___ Alıntı metin

Gündem

Boğaziçi öğrencileri: Kayyumlara karşı dayanışmayı büyütelim

Boğaziçi Üniversitesi öğrencileri, “kayyum rektör” Melih Bulu’yu kabul etmediklerini yineleyerek, artık ülkenin kayyımlarla yönetildiğini ve herkesin kendileriyle dayanışma içinde olması gerektiğini dile getirdi.

Boğaziçi Üniversitesi öğrencileri, mezunları ve dayanışma içinde olanların kayyum rektör olarak gördükleri AKP’li Melih Bulu’ya karşı başlattıkları protesto eylemlerini sürdürmekte kararlı. Öğrenciler, eylemlerinde kayyım rektörün istifasını ve bu görev için üniversitede seçimlerinin yapılmasını talep ediyor.

‘Kayyumla yönetilen ülke’

Boğaziçi Üniversitesi Sosyoloji Bölümü öğrencisi Devrim Barış Yılmaz, AKP’li kayyum rektör Melih Bulu’yu kabul etmediklerini yineledi. Kayyımın sadece Boğaziçi Üniversitesi öğrencilerinin sorunu olmadığına dikkati çeken Yılmaz, “Bu sorun tüm Türkiye’nin sorunu. Çünkü kayyum atanmadık yer neredeyse bırakılmadı. Bu gün Türkiye kayyım siyaseti ile yönetiliyor. Biz bu politikaya karşı öğrenci dayanışmasını büyüterek kayyım rektörlere karşı çıkacağız” dedi.

______
___ Veri kayıtları

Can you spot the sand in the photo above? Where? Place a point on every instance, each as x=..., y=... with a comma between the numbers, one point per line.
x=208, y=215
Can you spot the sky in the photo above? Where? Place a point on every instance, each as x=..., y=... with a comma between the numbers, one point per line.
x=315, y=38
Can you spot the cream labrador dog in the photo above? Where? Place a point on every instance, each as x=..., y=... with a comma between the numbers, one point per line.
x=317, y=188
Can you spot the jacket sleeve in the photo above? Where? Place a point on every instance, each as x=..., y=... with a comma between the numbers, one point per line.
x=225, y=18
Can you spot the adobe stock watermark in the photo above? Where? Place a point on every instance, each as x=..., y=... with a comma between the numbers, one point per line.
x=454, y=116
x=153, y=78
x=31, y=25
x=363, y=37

______

### Görev tanımı
Lütfen Boğaziçi haberinde “Boğaziçi Üniversitesi öğrencileri, mezunları” ifadesinden “yapılmasını talep ediyor.” ifadesine kadar olan kısmı düzenleyin: bu kısmı “kararlı” yerine “istekli” yazarak yeniden verin.

### Tamamlanan görev
Boğaziçi Üniversitesi öğrencileri, mezunları ve dayanışma içinde olanların kayyum rektör olarak gördükleri AKP’li Melih Bulu’ya karşı başlattıkları protesto eylemlerini sürdürmekte istekli. Öğrenciler, eylemlerinde kayyım rektörün istifasını ve bu görev için üniversitede seçimlerinin yapılmasını talep ediyor.